** start of Text segment **

If $\theta$ increases by $\delta\theta$ , the work done on the particle is $Sr \delta \theta$ .
If $\phi$ increases by $\delta\phi$ , the work done on the particle is $Fr\sin\theta\delta\phi$ .

Therefore $P_{r}=R,\quad P_{\theta}=Sr$ and $P_{\phi}=Fr\sin\theta$ .

Start:

$T=\frac{1}{2}m(\dot{r}^{2}+r^{2}\dot{\theta}^{2}+r^{2}\sin^{2}\theta\dot{\phi}^{2}) \label{13.5.4}\tag{13.5.4}$

If you now apply Equation 13.4.12 in turn to the coordinates $r, \theta$ and $\phi$ , you obtain

$P_{r}=m(\ddot{r}-r\dot{\theta}^{2}-r\sin^{2}\theta\dot{\phi}^{2}), \label{13.5.5}\tag{13.5.5}$

$P_{\theta}=m(r^{2}\ddot{\theta}+2r\dot{r}\dot{\theta}-r^{2}\sin\theta\cos\theta\dot{\phi}^{2}) \label{13.5.6}\tag{13.5.6}$

and

$P_{\phi}=m(r^{2}\sin^{2}\theta\ddot{\phi}+2r^{2}\dot{\theta}\dot{\phi}\sin\theta\cos\theta+2r\dot{r}\dot{\phi}\sin^{2}\theta). \label{13.5.7}\tag{13.5.7}$

Therefore

$R=m(\ddot{r}-r\dot{\theta}^{2}-r\sin^{2}\theta\dot{\phi}^{2}), \label{13.5.8}\tag{13.5.8}$

$S=m(r\ddot{\theta}+2\dot{r}\dot{\theta}-r\sin\theta\cos\theta\dot{\phi}^{2}) \label{13.5.9}\tag{13.5.9}$

and

$F=m(r\sin\theta\ddot{\phi}+2r\dot{\theta}\dot{\phi}\cos\theta+2\dot{r}\dot{\phi}\sin\theta). \label{13.5.10}\tag{13.5.10}$

Thus the acceleration components are

Radial: $\ddot{r}-r\dot{\theta}^{2}-r\sin^{2}\theta\dot{\phi}^{2}$
Meridional: $r\ddot{\theta}+2\dot{r}\dot{\theta}-r\sin\theta\cos\theta\dot{\phi}^{2}$
Azimuthal: $2\dot{r}\dot{\phi}\sin\theta+2r\dot{\theta}\dot{\phi}\cos\theta+r\sin\theta\ddot{\phi}$ .

** end of Text segment **

What three names does the acceleration derivation above give to the acceleration components?

** start of Data **

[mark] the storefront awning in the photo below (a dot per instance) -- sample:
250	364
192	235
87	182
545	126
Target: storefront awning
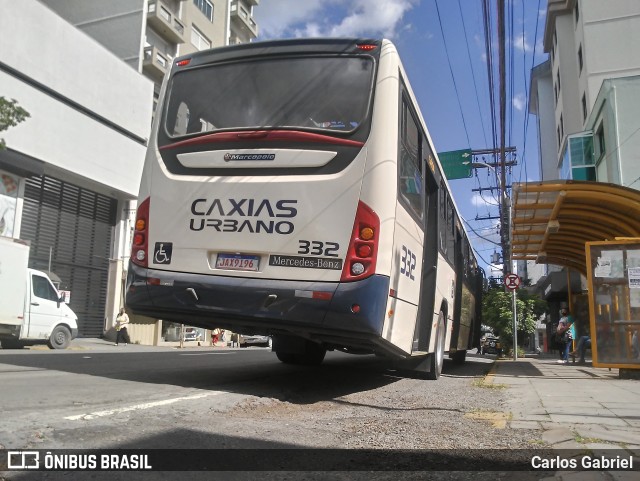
552	221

** end of Data **

Solved problem:
Radial, meridional, and azimuthal.